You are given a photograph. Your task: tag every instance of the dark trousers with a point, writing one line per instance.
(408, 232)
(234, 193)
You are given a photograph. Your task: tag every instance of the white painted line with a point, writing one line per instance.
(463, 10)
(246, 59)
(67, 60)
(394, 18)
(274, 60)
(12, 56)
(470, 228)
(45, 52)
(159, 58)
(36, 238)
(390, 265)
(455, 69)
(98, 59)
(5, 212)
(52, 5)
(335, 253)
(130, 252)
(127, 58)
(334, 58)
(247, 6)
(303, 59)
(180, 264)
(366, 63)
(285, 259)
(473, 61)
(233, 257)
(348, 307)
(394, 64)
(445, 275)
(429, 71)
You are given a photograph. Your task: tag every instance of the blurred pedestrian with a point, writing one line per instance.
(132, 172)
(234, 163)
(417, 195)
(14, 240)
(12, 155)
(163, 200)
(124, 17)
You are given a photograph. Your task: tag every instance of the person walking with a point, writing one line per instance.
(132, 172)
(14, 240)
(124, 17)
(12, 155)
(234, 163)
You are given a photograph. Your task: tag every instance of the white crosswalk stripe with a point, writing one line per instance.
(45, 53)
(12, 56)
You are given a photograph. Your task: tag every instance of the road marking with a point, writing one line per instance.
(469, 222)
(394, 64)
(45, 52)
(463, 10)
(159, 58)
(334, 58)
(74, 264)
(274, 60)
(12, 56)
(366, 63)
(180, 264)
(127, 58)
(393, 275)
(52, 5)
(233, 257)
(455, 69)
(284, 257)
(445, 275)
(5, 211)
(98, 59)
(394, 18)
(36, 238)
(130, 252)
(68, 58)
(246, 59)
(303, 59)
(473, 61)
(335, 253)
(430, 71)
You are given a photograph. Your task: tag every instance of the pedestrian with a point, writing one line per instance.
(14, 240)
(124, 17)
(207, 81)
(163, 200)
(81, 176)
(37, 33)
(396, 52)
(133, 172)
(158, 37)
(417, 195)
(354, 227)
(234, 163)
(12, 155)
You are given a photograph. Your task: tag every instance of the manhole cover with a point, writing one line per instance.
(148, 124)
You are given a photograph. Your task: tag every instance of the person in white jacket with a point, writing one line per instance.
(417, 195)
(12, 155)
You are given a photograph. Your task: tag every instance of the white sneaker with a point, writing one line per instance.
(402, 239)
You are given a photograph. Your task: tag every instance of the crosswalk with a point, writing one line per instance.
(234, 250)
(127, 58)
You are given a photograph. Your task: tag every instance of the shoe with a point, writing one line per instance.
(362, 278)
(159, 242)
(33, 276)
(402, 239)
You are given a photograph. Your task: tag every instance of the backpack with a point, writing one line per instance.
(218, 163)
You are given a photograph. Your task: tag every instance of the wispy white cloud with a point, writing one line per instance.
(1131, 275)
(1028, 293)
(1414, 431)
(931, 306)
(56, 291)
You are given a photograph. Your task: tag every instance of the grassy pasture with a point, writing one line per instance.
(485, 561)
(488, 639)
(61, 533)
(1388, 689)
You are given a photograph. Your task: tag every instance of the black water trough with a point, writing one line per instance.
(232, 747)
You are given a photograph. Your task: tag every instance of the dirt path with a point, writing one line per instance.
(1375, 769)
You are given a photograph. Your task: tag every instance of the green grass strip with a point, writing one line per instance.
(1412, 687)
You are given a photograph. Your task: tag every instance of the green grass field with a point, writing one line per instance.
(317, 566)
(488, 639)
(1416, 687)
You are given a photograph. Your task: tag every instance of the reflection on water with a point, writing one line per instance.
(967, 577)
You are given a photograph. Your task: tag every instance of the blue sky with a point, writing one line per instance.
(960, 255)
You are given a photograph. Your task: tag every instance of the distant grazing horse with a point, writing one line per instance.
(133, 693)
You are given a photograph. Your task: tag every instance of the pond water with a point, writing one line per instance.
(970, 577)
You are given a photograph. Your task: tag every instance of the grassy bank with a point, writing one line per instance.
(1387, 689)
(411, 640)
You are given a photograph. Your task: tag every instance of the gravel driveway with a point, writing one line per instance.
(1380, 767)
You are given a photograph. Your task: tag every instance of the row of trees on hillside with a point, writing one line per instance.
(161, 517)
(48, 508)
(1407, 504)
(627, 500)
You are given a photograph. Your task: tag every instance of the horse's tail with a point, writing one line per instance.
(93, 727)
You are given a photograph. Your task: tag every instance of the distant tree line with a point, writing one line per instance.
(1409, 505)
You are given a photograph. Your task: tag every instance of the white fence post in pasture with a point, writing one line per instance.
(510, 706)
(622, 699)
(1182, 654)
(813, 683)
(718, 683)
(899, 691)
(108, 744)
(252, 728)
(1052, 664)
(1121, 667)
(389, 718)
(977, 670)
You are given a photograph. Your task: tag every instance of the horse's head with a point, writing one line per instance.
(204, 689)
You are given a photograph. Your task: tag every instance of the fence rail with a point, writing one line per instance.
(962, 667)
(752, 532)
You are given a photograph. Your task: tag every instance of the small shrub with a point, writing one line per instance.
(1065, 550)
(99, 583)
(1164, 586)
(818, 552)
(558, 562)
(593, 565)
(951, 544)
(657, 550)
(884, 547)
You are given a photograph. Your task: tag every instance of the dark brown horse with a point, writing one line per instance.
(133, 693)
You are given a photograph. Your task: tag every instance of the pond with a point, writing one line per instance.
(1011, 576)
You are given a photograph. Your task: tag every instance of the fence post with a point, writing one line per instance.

########

» **Short task**
Reproduce all of the material above, swapping "tag" for "mark" wherever it occurs and leaving everything else unchanged.

» **Result below**
You are given a photograph. Your task: mark every instance of the dark trousers with a point, writing one line per instance.
(408, 232)
(234, 193)
You are given a photograph. Your task: mark every instance of the white painted line with a point, writing one line per instance.
(463, 10)
(246, 59)
(67, 60)
(394, 18)
(274, 60)
(12, 56)
(470, 228)
(45, 52)
(159, 58)
(36, 238)
(390, 265)
(455, 69)
(98, 59)
(5, 212)
(52, 5)
(335, 253)
(130, 252)
(127, 58)
(334, 58)
(247, 6)
(303, 59)
(180, 264)
(366, 63)
(285, 259)
(473, 61)
(233, 257)
(348, 307)
(394, 64)
(445, 275)
(429, 71)
You are given a photograph. Your task: mark every instance of the blurred pedestrian with a point, writing one line per instance.
(132, 172)
(234, 163)
(417, 195)
(14, 240)
(12, 155)
(163, 200)
(124, 17)
You are given a photograph. Your task: mark every instance of the person walking with a point, writing one line per instance.
(132, 172)
(14, 240)
(124, 17)
(12, 155)
(234, 163)
You are given a photograph. Your task: mark every instance of the white crosswalk stripe with a point, writing one line per instance.
(45, 53)
(12, 56)
You are given a photograph. Your task: mark every instance of the road marking with a point, writing one line per instance.
(469, 222)
(394, 64)
(45, 52)
(463, 10)
(159, 58)
(334, 58)
(74, 264)
(274, 60)
(12, 56)
(366, 63)
(180, 264)
(127, 58)
(393, 275)
(52, 5)
(233, 257)
(455, 69)
(284, 257)
(445, 275)
(5, 211)
(98, 59)
(394, 18)
(36, 238)
(130, 252)
(68, 58)
(246, 59)
(303, 59)
(473, 61)
(335, 253)
(430, 71)
You are given a photograph. Your task: mark every instance of the pedestrian with a point, writing one line per instance.
(14, 240)
(124, 17)
(207, 81)
(163, 200)
(81, 176)
(37, 33)
(396, 52)
(133, 172)
(158, 37)
(417, 195)
(354, 227)
(234, 163)
(12, 155)
You are given a photograph. Your task: mark every instance of the manhole cover with a point, writing one line per instance.
(148, 124)
You are given a photograph. Your task: mark every instance of the person in white jacket with a point, writing one line per instance.
(417, 195)
(12, 155)
You are given a photograph. Your task: mark every instance of the white sneaker with a point, writing one line per instance.
(402, 239)
You are given a photograph. Your task: mark every instance of the crosswalk with a point, writing one line per instance.
(234, 250)
(127, 58)
You are given a photograph. Your task: mark every instance of the shoe with a point, writing one line per instance.
(362, 278)
(159, 242)
(33, 276)
(402, 239)
You are given a photograph. Your task: mark every instance of the backpack with a point, writing one line per instance.
(218, 163)
You are given a photograph. Your task: mark every instance of the wispy white cloud with a point, writing one line per instance.
(1131, 275)
(1028, 293)
(1414, 431)
(931, 306)
(56, 291)
You are given a photograph. Your task: mark every instance of the grassy pasture with a point, writing one line per instance.
(485, 561)
(488, 639)
(61, 533)
(1388, 689)
You are given a photograph. Your task: mark every instance of the black water trough with a point, writing one line per instance.
(232, 747)
You are given a photograph. Your task: mark every instance of the dirt path with a point, writing one line per instance.
(1375, 769)
You are given a photograph. Your task: mark every instance of the green grass strip with a point, writing one line per instance.
(1412, 687)
You are given a photograph. Your task: mark every instance of the green grass field with a point, writing one line per instance.
(317, 566)
(488, 639)
(1416, 687)
You are given a photograph. Your task: mark every instance of the reflection on water with a point, writing one line per instance.
(967, 577)
You are given a photograph. Your task: mark every instance of the blue sky with a point, writing one line per instance.
(960, 255)
You are given a photograph. Your task: mark every instance of the distant grazing horse with a point, writing one line per instance.
(133, 693)
You are given a photograph. Your task: mark every instance of the pond water with a point, writing one line per instance.
(970, 577)
You are given a photograph. Your task: mark every instance of the grassy bank with a point, writing one line per instance.
(1387, 689)
(411, 640)
You are given a photograph. Your task: mark every instance of the gravel driveway with a point, writing one line per instance.
(1380, 767)
You are given a photograph. Your task: mark every instance of the row of trees on hillside with a point, writing one line per instance.
(161, 517)
(48, 508)
(1407, 504)
(627, 500)
You are given a photograph. Your task: mark every instance of the horse's tail with a point, writing one line per instance.
(93, 727)
You are given a photograph. Your task: mark every instance of the distant tree line with a point, writing one line per instance.
(1409, 505)
You are given a photograph. Your task: mark every instance of the white fence post in pasture with a point, writing one line per instance.
(510, 706)
(622, 699)
(1182, 654)
(813, 683)
(718, 683)
(899, 691)
(108, 744)
(252, 728)
(1052, 664)
(1121, 667)
(389, 718)
(977, 670)
You are given a photograph. Your task: mark every instance of the horse's head with a point, writing one line per instance.
(204, 689)
You are given a photograph. Your task: mark every instance of the fence rail with a point, writing one line per instance.
(962, 667)
(752, 532)
You are given a photograph. Your task: mark every instance of the small shrub with a point, writing one line per instance.
(1065, 550)
(99, 583)
(1164, 586)
(818, 552)
(558, 562)
(593, 565)
(951, 544)
(657, 550)
(884, 547)
You are given a photograph. Your task: mark every instance of the dark brown horse with a point, writing one line per instance.
(133, 693)
You are given a photograph. Your task: mark every instance of the pond with a point, writing one line per instance.
(1011, 576)
You are given a photograph. Your task: mark every instance of the fence post with a point, writing one line per instance.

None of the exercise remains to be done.